**TRY IT**
Wherever a line holds the word "overhead", copy that line from the data.

**DATA SUPPLIED**
-*-
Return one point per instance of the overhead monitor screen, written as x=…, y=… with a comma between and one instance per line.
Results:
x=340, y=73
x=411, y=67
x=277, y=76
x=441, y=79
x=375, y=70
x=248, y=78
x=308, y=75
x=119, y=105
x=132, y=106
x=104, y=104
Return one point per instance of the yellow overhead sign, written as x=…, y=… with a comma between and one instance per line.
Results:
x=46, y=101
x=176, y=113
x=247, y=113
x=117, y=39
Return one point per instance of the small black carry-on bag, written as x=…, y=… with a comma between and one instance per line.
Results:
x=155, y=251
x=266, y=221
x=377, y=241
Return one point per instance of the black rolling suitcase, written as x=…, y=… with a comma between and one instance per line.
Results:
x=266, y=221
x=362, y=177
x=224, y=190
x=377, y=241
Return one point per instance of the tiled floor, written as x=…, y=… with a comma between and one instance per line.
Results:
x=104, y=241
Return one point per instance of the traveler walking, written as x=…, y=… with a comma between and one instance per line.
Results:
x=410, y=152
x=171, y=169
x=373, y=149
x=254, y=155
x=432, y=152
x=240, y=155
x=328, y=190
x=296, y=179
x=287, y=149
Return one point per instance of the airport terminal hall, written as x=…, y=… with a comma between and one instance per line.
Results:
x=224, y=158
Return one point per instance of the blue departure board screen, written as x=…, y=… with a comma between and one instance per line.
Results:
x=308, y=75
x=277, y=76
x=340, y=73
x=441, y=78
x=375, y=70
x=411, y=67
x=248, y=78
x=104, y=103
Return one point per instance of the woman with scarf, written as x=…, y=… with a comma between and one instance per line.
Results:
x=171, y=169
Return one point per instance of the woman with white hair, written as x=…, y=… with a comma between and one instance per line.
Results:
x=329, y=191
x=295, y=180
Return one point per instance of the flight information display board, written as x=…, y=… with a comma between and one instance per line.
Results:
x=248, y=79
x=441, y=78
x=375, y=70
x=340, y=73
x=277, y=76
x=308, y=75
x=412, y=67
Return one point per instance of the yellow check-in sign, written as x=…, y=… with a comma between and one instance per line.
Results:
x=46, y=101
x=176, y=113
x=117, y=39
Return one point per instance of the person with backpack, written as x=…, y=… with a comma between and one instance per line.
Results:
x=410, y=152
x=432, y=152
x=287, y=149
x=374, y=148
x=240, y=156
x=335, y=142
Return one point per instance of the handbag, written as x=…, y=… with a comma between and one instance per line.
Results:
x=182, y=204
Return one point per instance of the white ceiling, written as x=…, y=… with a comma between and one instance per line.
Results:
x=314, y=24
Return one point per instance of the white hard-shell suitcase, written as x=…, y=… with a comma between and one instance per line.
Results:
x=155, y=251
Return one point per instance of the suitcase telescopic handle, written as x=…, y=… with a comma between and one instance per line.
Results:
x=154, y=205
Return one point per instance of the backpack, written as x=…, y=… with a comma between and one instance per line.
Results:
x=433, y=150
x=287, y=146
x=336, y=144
-*-
**ANSWER BOX**
Return one point per instance of the overhead monitor screen, written as x=…, y=… with a comma between and one instance per line.
Return one point per instance of the yellow overhead sign, written as x=…, y=… with a comma between and one instance per line.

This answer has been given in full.